## [What the exercise asks]
Copy out the lines below from the one containing "find | tall grass clump" through the one containing "column 406, row 175". Include both end lines and keep every character unchanged.
++++ Material for the task ++++
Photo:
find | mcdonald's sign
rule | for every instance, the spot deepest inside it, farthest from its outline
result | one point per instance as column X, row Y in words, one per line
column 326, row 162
++++
++++ Material for the task ++++
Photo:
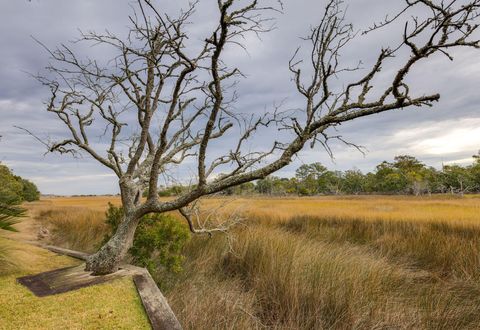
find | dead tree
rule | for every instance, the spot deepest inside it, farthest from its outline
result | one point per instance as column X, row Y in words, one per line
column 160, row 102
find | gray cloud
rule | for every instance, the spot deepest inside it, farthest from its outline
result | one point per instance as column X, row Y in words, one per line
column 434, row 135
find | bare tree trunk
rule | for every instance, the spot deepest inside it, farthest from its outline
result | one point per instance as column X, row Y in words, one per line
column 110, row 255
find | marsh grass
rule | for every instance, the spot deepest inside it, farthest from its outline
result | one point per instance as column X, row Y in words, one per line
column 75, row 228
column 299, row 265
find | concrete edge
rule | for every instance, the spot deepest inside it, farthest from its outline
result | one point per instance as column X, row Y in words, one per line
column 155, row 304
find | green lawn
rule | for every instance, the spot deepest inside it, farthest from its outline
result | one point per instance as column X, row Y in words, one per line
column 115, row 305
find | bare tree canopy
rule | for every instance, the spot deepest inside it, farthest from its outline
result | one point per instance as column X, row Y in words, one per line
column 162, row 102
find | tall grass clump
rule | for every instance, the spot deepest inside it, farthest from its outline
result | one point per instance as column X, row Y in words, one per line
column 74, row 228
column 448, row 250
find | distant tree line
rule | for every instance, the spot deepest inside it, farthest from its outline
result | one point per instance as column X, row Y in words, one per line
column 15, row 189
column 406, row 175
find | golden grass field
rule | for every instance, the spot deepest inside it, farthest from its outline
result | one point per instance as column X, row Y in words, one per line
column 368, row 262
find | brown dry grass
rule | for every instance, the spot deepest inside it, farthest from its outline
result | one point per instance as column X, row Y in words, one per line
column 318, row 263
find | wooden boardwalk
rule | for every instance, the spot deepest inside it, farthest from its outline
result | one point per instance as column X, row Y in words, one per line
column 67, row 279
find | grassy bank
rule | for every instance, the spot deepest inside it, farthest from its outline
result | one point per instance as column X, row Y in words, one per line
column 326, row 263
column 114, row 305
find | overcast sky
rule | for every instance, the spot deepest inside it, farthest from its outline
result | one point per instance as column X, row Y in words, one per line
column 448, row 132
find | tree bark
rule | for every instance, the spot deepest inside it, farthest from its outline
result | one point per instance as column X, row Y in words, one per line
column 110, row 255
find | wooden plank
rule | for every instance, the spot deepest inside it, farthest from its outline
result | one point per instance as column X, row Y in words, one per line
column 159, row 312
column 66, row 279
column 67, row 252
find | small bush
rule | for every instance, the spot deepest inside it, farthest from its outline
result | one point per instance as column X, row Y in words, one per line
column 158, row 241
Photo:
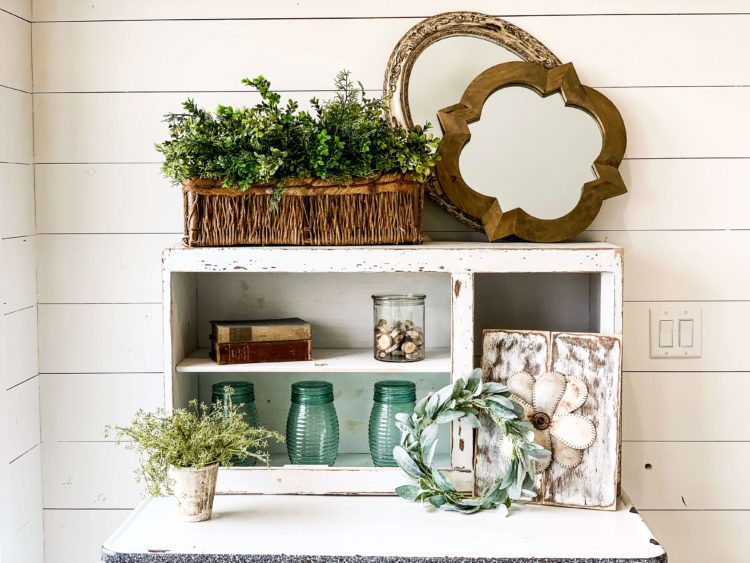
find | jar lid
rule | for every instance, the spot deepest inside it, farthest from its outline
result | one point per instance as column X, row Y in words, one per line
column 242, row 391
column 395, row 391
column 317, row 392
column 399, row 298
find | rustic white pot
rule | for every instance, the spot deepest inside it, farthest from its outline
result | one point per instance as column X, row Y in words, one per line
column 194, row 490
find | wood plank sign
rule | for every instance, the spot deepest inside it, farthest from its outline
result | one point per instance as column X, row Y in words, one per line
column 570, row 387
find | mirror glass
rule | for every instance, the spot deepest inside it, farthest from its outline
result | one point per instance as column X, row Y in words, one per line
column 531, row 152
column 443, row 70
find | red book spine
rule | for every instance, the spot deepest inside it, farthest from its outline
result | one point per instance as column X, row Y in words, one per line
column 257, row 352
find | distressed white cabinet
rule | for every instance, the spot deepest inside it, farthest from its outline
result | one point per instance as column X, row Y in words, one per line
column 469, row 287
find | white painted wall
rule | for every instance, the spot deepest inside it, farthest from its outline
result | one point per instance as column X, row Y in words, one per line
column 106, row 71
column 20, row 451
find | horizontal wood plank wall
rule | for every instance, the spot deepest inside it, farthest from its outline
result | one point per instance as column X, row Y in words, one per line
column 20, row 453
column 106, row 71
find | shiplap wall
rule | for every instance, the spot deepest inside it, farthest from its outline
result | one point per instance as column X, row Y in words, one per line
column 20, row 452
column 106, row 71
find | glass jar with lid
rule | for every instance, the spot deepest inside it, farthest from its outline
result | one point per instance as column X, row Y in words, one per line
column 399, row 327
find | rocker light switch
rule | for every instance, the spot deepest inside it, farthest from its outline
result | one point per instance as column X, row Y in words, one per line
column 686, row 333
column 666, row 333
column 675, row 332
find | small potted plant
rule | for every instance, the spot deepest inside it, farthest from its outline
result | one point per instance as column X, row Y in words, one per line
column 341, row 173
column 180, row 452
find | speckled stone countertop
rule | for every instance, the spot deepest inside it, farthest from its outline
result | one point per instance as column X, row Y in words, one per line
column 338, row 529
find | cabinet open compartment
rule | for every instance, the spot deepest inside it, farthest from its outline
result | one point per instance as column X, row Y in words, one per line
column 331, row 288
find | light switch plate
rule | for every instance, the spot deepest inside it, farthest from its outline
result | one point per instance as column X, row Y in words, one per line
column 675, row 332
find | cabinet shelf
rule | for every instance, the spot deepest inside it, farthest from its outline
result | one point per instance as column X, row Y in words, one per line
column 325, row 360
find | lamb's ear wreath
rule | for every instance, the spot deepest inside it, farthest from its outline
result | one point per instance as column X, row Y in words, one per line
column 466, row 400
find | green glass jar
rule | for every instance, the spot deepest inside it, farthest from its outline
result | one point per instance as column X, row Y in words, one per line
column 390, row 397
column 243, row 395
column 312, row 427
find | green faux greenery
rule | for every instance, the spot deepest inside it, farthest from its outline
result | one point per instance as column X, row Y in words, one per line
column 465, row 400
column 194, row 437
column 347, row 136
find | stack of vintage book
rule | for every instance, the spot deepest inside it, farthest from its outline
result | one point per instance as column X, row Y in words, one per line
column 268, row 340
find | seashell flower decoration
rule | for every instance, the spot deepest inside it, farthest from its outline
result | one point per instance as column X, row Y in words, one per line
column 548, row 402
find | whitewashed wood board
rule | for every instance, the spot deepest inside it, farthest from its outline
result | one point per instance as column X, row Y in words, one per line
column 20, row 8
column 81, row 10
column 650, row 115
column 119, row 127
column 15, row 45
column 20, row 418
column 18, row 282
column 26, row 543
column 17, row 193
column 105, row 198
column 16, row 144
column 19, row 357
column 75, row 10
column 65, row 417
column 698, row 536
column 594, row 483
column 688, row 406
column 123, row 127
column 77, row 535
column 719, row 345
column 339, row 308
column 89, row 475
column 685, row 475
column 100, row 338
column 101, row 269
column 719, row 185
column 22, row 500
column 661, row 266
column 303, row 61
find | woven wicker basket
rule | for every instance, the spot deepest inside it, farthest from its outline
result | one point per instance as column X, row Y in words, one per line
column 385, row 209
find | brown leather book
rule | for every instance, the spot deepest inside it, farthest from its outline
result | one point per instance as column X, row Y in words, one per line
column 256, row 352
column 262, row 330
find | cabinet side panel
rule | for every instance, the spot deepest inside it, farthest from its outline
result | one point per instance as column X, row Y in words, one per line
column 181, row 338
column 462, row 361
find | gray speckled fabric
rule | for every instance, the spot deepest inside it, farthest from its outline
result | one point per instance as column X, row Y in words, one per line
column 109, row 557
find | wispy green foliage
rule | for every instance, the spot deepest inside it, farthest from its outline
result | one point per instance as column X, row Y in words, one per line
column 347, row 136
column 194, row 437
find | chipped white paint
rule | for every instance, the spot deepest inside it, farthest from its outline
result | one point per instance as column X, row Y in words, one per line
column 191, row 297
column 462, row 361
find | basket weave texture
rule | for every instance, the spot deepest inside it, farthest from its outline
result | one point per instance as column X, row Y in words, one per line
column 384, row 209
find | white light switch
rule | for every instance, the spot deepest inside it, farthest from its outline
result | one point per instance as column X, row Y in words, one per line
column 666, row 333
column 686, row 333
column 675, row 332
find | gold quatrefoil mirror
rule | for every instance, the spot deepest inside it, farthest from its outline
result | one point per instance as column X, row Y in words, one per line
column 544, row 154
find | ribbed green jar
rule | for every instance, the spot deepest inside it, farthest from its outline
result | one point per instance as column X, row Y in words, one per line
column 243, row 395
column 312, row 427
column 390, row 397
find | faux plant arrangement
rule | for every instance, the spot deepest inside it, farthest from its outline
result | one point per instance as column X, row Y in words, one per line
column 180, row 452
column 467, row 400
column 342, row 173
++++
## [Output for this exercise]
find | tall grass clump
rule | for every instance, the spot deepest inside it, farthest from its outline
result | one point per instance as column X, row Y in words, one per line
column 74, row 228
column 448, row 250
find | distant tree line
rule | for every instance, the spot deepest inside it, farthest from its outline
result | one point per instance as column X, row Y in words, one per line
column 15, row 189
column 406, row 175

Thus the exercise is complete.